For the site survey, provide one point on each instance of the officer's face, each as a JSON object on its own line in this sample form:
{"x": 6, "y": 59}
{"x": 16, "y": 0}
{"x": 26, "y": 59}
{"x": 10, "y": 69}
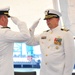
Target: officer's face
{"x": 52, "y": 23}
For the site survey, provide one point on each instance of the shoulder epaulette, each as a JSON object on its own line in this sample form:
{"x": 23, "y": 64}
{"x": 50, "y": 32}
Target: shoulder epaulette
{"x": 64, "y": 29}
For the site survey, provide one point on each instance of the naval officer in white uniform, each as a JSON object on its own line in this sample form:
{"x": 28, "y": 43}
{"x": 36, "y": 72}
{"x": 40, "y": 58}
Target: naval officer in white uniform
{"x": 57, "y": 46}
{"x": 7, "y": 39}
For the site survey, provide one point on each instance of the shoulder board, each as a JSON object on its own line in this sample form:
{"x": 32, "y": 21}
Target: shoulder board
{"x": 64, "y": 29}
{"x": 5, "y": 27}
{"x": 46, "y": 30}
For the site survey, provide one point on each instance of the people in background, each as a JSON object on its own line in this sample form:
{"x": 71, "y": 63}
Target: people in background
{"x": 7, "y": 40}
{"x": 56, "y": 45}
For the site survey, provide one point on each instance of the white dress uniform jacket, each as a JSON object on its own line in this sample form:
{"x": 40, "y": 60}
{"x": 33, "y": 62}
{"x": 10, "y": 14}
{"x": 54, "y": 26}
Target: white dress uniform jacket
{"x": 7, "y": 39}
{"x": 57, "y": 48}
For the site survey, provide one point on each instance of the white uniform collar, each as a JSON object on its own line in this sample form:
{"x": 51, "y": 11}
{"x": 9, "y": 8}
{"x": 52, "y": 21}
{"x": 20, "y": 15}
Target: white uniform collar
{"x": 56, "y": 29}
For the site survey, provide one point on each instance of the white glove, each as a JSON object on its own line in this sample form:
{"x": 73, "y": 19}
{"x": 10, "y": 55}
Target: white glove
{"x": 15, "y": 20}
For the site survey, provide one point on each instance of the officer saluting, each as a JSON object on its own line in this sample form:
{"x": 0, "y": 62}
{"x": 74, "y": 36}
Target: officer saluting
{"x": 7, "y": 40}
{"x": 57, "y": 46}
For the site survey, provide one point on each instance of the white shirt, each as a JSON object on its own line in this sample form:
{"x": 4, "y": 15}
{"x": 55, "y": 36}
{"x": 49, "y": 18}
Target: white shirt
{"x": 57, "y": 48}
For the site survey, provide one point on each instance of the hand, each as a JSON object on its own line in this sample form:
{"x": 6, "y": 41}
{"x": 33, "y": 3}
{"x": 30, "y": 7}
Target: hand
{"x": 15, "y": 20}
{"x": 35, "y": 24}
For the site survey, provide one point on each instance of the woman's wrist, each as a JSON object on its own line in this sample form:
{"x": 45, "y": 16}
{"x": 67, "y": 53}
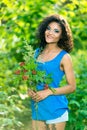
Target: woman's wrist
{"x": 49, "y": 92}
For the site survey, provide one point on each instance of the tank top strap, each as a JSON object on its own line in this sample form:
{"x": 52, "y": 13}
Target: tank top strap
{"x": 37, "y": 51}
{"x": 60, "y": 56}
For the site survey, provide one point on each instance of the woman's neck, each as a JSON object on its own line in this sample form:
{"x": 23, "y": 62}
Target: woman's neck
{"x": 51, "y": 48}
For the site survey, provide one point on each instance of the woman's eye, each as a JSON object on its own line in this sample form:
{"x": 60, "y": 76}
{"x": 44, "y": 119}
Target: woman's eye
{"x": 48, "y": 28}
{"x": 57, "y": 31}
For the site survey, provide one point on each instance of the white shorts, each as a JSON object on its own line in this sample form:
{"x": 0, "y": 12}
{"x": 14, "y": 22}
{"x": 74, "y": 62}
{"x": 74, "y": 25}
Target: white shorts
{"x": 62, "y": 118}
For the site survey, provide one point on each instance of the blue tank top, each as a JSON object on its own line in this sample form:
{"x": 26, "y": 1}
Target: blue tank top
{"x": 54, "y": 105}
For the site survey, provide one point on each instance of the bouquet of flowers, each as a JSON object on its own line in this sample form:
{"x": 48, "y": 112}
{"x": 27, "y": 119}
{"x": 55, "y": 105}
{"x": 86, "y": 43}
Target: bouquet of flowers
{"x": 26, "y": 72}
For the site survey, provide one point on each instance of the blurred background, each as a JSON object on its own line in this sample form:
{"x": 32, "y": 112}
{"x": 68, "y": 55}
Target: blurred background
{"x": 19, "y": 20}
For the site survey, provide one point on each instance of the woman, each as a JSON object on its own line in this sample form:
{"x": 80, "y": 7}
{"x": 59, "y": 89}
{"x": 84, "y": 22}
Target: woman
{"x": 52, "y": 56}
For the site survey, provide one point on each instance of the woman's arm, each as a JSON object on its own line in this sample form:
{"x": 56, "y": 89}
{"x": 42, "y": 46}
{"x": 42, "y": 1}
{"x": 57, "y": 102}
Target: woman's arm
{"x": 66, "y": 66}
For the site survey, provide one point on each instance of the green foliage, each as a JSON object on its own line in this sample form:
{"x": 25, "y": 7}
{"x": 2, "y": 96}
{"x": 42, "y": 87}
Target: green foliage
{"x": 18, "y": 22}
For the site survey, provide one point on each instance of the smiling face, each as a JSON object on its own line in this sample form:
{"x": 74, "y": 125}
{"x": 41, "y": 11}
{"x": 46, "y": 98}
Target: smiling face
{"x": 53, "y": 33}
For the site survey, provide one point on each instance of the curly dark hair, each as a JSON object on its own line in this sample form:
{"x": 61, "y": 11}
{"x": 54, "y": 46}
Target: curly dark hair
{"x": 66, "y": 42}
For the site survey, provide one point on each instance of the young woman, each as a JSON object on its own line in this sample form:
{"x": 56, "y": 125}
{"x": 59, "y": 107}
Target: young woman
{"x": 52, "y": 56}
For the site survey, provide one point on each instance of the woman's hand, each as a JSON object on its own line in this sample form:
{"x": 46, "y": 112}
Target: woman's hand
{"x": 40, "y": 95}
{"x": 31, "y": 93}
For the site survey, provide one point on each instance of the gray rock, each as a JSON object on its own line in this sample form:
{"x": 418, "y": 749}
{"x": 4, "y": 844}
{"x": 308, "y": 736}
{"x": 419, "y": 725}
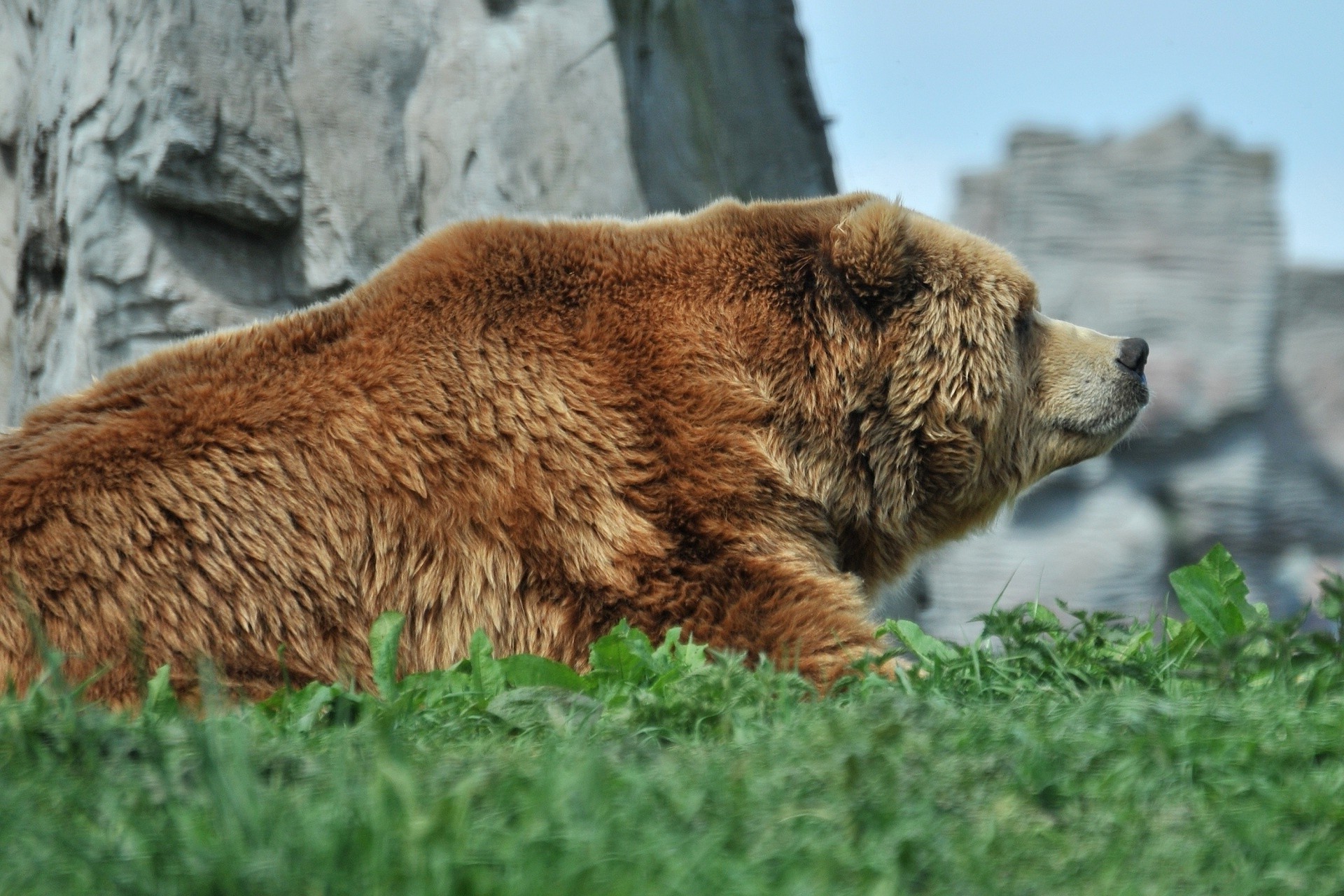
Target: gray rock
{"x": 179, "y": 166}
{"x": 720, "y": 101}
{"x": 1310, "y": 358}
{"x": 1171, "y": 235}
{"x": 15, "y": 67}
{"x": 214, "y": 131}
{"x": 1100, "y": 548}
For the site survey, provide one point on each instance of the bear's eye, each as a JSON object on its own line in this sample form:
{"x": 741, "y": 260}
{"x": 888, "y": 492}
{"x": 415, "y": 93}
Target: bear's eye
{"x": 1022, "y": 328}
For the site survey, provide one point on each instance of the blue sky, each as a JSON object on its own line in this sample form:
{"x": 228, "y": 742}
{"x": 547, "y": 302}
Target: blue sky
{"x": 924, "y": 90}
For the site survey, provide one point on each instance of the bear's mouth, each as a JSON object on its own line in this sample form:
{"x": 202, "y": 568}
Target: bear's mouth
{"x": 1126, "y": 399}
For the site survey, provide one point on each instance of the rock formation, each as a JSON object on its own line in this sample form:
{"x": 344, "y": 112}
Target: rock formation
{"x": 1171, "y": 235}
{"x": 178, "y": 166}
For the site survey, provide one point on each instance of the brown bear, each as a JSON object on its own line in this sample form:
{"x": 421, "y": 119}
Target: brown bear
{"x": 738, "y": 422}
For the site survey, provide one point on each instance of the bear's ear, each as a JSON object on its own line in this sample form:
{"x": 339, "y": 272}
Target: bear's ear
{"x": 873, "y": 253}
----------
Repeat verbatim the range of lines that opens at the line containing "of the gray" and closes at the last line of the entries, excluding all pictures.

The output>
For the site survey, provide one point on each instance of the gray rock, each as a JSON object on its own line in this sample form:
{"x": 418, "y": 749}
{"x": 4, "y": 844}
{"x": 308, "y": 736}
{"x": 419, "y": 725}
Target: gray rock
{"x": 179, "y": 166}
{"x": 720, "y": 101}
{"x": 1310, "y": 358}
{"x": 1171, "y": 235}
{"x": 15, "y": 67}
{"x": 214, "y": 131}
{"x": 1100, "y": 548}
For the site survey, provide one point on each instance of the bear's eye, each as a JSON object on its own line in this sample form:
{"x": 741, "y": 260}
{"x": 888, "y": 492}
{"x": 415, "y": 93}
Target: bear's eye
{"x": 1022, "y": 328}
For the site survey, provide one point on each instance of the blue sky, each as a JSON object on its own line in this sample form:
{"x": 228, "y": 742}
{"x": 547, "y": 302}
Target: blue sky
{"x": 924, "y": 90}
For the site survey, provide one point on each instance of the bear's mouth, each as a JSON object on its own line in this sample form:
{"x": 202, "y": 568}
Target: bear's mouth
{"x": 1126, "y": 399}
For the site survey, provide one point on each instance of the rock formation, each as a JSON object on its own line in this sample form:
{"x": 344, "y": 112}
Target: rock formation
{"x": 1171, "y": 235}
{"x": 178, "y": 166}
For the site survey, provide one point on each instance of the brown bear, each as a JSON object on its own line in this sample form:
{"x": 421, "y": 119}
Target: brown bear
{"x": 738, "y": 422}
For the site survey, provide one point on each instance of the bear's ear, each as a JSON object on its own line in this sample form:
{"x": 339, "y": 272}
Target: bear's ear
{"x": 873, "y": 253}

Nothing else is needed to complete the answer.